Problem statement -
From the line with "One marker serves each instance of the mustache." through the final line, transcribe the material below character for character; include no other lines.

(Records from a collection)

· · ·

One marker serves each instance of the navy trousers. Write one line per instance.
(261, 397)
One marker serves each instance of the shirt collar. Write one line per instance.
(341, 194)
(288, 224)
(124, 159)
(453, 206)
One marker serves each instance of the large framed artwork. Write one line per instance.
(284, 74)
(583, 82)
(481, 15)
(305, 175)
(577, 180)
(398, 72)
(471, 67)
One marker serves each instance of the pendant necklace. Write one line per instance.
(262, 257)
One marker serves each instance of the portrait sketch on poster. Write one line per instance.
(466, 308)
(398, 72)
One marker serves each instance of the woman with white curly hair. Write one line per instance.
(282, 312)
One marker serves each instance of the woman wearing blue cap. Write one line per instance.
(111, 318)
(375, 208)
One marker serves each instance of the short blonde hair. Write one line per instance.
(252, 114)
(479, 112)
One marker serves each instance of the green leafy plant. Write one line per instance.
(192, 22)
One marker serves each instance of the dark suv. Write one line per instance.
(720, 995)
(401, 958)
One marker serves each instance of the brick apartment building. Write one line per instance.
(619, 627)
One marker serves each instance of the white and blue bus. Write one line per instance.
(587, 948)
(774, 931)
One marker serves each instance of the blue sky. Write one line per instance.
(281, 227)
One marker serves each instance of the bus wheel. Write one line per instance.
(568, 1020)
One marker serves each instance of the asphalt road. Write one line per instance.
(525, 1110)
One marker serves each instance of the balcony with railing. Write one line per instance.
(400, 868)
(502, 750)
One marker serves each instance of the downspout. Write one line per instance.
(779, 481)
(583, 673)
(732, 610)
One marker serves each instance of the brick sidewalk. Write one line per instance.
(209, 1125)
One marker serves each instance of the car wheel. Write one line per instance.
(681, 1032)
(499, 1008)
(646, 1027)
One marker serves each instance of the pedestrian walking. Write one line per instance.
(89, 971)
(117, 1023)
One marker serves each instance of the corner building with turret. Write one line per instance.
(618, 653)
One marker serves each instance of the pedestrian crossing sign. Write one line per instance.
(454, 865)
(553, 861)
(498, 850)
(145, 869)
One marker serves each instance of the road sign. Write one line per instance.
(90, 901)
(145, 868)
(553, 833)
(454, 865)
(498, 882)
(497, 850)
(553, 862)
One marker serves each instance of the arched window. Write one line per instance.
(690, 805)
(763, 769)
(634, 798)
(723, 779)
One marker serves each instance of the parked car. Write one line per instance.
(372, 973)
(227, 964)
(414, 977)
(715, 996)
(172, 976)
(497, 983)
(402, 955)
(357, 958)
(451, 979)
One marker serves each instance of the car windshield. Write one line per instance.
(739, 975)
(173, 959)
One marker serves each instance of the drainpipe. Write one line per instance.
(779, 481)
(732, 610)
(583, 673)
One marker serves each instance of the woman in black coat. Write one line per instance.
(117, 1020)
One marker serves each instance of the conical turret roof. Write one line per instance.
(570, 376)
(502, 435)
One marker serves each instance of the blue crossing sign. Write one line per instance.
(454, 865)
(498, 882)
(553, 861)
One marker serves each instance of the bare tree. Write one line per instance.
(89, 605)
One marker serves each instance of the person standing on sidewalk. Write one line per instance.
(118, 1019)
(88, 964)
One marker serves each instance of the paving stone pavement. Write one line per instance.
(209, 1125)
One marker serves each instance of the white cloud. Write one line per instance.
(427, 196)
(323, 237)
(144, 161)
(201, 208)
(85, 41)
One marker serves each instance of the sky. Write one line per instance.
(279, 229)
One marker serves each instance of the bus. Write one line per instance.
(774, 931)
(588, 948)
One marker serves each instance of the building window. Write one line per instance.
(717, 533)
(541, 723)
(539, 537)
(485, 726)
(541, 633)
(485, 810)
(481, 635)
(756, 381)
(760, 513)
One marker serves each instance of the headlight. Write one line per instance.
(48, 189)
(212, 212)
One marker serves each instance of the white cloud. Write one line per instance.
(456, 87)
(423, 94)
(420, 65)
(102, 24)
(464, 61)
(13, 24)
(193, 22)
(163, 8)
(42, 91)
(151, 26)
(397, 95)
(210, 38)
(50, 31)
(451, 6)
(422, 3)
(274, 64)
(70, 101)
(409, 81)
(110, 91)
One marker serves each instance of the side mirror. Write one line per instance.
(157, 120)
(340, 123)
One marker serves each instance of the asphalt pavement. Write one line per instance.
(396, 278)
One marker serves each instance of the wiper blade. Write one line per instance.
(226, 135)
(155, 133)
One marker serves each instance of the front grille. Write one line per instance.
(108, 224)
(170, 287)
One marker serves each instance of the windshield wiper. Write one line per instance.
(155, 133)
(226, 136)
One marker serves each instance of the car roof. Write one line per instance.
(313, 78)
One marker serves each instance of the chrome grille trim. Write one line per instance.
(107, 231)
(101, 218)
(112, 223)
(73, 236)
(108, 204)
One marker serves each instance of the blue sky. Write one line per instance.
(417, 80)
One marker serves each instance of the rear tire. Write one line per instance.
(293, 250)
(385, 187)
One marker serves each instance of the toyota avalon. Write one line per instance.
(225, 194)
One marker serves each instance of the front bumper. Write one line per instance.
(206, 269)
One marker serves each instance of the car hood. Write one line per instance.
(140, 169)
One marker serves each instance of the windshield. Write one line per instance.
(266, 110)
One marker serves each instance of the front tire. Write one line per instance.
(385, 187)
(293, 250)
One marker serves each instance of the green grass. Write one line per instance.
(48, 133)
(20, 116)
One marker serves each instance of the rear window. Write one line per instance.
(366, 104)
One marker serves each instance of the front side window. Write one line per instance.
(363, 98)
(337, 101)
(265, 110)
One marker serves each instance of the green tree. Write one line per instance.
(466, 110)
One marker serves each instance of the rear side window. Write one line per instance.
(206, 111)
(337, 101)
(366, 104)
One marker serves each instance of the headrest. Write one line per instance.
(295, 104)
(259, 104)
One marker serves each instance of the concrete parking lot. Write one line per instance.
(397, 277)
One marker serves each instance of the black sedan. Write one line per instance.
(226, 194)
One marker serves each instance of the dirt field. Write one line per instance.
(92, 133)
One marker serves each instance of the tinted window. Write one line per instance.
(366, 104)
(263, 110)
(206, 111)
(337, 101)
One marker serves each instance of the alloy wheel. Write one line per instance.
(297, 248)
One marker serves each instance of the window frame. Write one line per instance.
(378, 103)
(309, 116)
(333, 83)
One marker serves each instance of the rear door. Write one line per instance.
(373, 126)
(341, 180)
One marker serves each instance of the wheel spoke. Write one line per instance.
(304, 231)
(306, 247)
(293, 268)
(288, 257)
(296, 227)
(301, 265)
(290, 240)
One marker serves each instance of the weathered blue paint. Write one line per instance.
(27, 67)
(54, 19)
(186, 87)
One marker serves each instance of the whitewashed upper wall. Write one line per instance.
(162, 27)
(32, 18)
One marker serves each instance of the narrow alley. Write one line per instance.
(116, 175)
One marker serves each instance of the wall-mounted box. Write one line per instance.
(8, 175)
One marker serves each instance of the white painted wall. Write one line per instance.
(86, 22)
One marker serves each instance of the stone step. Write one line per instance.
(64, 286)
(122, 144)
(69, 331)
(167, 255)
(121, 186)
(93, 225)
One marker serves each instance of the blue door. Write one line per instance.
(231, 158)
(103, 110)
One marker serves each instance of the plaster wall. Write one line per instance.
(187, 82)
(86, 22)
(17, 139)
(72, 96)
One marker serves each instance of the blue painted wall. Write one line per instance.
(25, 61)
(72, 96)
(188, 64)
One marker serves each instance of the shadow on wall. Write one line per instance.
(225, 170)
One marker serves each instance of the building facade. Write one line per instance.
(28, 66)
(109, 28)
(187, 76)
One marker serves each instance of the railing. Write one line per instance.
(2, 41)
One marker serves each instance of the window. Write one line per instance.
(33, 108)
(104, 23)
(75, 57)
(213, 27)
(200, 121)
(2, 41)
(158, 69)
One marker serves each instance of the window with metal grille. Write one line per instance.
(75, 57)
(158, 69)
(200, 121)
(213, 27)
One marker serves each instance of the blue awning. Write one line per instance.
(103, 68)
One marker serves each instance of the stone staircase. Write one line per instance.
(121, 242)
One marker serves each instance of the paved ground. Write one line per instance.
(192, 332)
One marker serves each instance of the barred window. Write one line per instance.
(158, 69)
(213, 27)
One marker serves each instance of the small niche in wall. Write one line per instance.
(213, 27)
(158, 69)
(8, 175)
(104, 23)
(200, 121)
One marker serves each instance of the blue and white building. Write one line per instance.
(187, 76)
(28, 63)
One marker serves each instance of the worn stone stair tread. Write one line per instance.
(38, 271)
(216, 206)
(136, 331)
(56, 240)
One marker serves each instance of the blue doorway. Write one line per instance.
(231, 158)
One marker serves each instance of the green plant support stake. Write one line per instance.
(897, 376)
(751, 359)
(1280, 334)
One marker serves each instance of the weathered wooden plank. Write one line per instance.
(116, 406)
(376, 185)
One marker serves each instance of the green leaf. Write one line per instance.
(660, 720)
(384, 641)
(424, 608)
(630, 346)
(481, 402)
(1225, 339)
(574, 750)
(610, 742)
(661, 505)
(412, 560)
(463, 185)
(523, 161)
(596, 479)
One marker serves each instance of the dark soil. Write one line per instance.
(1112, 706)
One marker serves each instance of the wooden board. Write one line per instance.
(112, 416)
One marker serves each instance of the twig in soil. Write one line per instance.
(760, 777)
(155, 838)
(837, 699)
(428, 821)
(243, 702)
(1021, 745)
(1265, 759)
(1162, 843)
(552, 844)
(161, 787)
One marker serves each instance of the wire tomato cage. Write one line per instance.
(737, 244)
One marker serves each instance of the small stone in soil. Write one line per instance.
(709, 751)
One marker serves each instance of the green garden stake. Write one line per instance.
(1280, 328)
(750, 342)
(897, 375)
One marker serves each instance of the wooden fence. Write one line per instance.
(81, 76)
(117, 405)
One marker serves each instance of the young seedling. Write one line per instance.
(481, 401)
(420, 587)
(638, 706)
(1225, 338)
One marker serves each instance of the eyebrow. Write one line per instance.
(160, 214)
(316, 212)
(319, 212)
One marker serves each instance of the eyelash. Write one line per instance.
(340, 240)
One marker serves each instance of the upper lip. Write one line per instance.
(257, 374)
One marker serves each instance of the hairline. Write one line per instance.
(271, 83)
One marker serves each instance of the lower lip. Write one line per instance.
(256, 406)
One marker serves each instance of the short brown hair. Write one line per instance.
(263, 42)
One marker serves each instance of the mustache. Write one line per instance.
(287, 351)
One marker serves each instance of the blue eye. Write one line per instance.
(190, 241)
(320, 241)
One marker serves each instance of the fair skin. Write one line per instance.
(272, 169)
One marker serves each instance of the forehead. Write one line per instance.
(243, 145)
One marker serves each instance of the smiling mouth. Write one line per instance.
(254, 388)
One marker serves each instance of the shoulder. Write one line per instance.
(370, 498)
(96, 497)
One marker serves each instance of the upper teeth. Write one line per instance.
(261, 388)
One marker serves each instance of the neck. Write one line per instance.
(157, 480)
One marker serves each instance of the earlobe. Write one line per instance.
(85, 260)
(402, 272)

· · ·

Solution -
One marker serves each instance of the mustache. Write one line per instance.
(287, 351)
One marker serves each instance of the blue eye. Write one line per instance.
(190, 241)
(320, 241)
One marker serves each instance of the fair skin. Write one line per instance.
(272, 169)
One marker serves each instance of the forehead. Write one line per instance.
(243, 145)
One marker serves each instance of the smiling mouth. Write one line per instance.
(254, 388)
One marker serves each instance of the shoulder. Write one line per instance.
(370, 498)
(96, 497)
One marker serves each instance of the upper teeth. Write one line per instance.
(261, 388)
One marker serves each instance of the neck. Write one line per instance.
(157, 480)
One marker serves each instance of the earlobe. Write one line per instance.
(85, 260)
(402, 272)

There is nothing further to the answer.